## PROMPT
Each record below should appear again exactly as written.

-- Start RECORDS TO PROCESS --

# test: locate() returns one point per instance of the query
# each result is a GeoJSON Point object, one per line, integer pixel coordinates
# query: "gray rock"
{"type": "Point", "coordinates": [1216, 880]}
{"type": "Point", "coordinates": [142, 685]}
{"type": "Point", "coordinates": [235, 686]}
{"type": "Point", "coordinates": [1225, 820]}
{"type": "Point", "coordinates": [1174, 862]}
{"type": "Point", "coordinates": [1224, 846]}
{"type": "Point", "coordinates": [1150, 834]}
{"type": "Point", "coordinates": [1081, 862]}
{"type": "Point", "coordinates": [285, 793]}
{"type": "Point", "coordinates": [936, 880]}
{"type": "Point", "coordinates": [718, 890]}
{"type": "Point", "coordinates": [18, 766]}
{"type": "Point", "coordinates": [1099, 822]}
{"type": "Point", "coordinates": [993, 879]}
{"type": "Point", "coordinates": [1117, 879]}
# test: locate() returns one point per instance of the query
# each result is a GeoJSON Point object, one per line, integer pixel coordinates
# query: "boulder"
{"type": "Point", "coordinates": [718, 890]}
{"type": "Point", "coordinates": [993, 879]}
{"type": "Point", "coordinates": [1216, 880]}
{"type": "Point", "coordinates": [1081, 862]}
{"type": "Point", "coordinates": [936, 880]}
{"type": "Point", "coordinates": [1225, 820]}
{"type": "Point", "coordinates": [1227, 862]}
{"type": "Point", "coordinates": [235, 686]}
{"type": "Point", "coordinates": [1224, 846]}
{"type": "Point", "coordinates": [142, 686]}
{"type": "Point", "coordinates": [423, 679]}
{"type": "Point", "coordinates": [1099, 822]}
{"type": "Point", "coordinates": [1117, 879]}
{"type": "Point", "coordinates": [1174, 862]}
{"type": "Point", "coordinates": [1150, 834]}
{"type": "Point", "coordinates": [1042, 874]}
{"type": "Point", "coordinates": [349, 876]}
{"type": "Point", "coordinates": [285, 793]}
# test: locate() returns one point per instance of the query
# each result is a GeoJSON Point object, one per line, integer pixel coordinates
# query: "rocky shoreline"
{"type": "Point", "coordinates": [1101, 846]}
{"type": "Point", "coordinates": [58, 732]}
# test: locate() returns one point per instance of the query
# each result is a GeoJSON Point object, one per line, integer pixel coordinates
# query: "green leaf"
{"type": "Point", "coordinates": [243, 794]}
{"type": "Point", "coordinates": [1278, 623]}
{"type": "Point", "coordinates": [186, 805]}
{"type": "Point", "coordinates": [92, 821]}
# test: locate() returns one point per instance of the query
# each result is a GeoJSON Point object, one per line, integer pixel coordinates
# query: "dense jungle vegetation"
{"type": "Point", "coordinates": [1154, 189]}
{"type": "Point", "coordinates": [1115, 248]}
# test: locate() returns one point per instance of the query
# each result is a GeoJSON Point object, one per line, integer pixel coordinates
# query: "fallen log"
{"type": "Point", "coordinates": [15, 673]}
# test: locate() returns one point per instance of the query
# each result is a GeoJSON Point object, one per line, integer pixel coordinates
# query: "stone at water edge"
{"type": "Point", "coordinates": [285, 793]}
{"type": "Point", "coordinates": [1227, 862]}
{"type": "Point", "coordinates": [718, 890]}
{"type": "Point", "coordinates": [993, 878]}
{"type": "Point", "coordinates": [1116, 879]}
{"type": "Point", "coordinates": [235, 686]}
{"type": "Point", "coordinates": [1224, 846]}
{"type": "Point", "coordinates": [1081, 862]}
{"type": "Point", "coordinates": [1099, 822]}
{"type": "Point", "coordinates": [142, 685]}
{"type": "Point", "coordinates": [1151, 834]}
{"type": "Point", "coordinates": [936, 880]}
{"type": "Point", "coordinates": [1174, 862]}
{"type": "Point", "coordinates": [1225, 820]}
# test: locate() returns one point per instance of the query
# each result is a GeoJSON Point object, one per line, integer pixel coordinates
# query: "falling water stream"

-- End RECORDS TO PROCESS --

## ANSWER TO THIS EXERCISE
# test: locate() returns one point per instance of the query
# each result is a GeoJSON Point object, one per line, integer pixel coordinates
# query: "gray rock"
{"type": "Point", "coordinates": [1216, 880]}
{"type": "Point", "coordinates": [142, 685]}
{"type": "Point", "coordinates": [235, 686]}
{"type": "Point", "coordinates": [1225, 820]}
{"type": "Point", "coordinates": [1174, 862]}
{"type": "Point", "coordinates": [1224, 846]}
{"type": "Point", "coordinates": [1150, 834]}
{"type": "Point", "coordinates": [1081, 862]}
{"type": "Point", "coordinates": [285, 793]}
{"type": "Point", "coordinates": [936, 880]}
{"type": "Point", "coordinates": [718, 890]}
{"type": "Point", "coordinates": [18, 766]}
{"type": "Point", "coordinates": [1099, 822]}
{"type": "Point", "coordinates": [993, 879]}
{"type": "Point", "coordinates": [1117, 879]}
# test: locate() returns one point per instance of the query
# each result is a GeoJSON Point object, one per line, integer pixel coordinates
# query: "boulder"
{"type": "Point", "coordinates": [718, 890]}
{"type": "Point", "coordinates": [993, 879]}
{"type": "Point", "coordinates": [1216, 880]}
{"type": "Point", "coordinates": [1081, 862]}
{"type": "Point", "coordinates": [936, 880]}
{"type": "Point", "coordinates": [1225, 820]}
{"type": "Point", "coordinates": [1227, 862]}
{"type": "Point", "coordinates": [235, 686]}
{"type": "Point", "coordinates": [1224, 846]}
{"type": "Point", "coordinates": [142, 686]}
{"type": "Point", "coordinates": [423, 679]}
{"type": "Point", "coordinates": [1099, 822]}
{"type": "Point", "coordinates": [1117, 879]}
{"type": "Point", "coordinates": [1174, 862]}
{"type": "Point", "coordinates": [1150, 834]}
{"type": "Point", "coordinates": [1042, 874]}
{"type": "Point", "coordinates": [349, 876]}
{"type": "Point", "coordinates": [285, 793]}
# test: locate() returns one point per instance of the query
# each result is a GeoJSON Point object, one per line, integer pixel coordinates
# query: "rocky shoreline"
{"type": "Point", "coordinates": [1101, 846]}
{"type": "Point", "coordinates": [58, 732]}
# test: locate() returns one point per instance of the query
# each result is a GeoJSON Point object, one per line, integer pixel coordinates
# query: "green leaf"
{"type": "Point", "coordinates": [243, 794]}
{"type": "Point", "coordinates": [1278, 623]}
{"type": "Point", "coordinates": [186, 805]}
{"type": "Point", "coordinates": [92, 821]}
# test: locate() returns one point per instance of the query
# each result is a GeoJSON Point object, one per line, integer pixel coordinates
# query: "dense jungle vegetation"
{"type": "Point", "coordinates": [1154, 189]}
{"type": "Point", "coordinates": [1115, 248]}
# test: locate() returns one point per instance of the query
# each result is a GeoJSON Point object, one per line, integer pixel coordinates
# query: "fallen log"
{"type": "Point", "coordinates": [15, 673]}
# test: locate() returns one point per instance of the query
# each result is a GeoJSON Point object, one per line, integer pixel coordinates
# query: "stone at water edge"
{"type": "Point", "coordinates": [285, 793]}
{"type": "Point", "coordinates": [1227, 862]}
{"type": "Point", "coordinates": [718, 890]}
{"type": "Point", "coordinates": [993, 878]}
{"type": "Point", "coordinates": [1116, 879]}
{"type": "Point", "coordinates": [235, 686]}
{"type": "Point", "coordinates": [1224, 846]}
{"type": "Point", "coordinates": [1081, 862]}
{"type": "Point", "coordinates": [1099, 822]}
{"type": "Point", "coordinates": [142, 685]}
{"type": "Point", "coordinates": [1151, 834]}
{"type": "Point", "coordinates": [936, 880]}
{"type": "Point", "coordinates": [1174, 862]}
{"type": "Point", "coordinates": [1225, 820]}
# test: locate() returns one point per instance of the query
# each result is a GeoJSON Point object, one per line, integer pixel coordinates
# query: "falling water stream"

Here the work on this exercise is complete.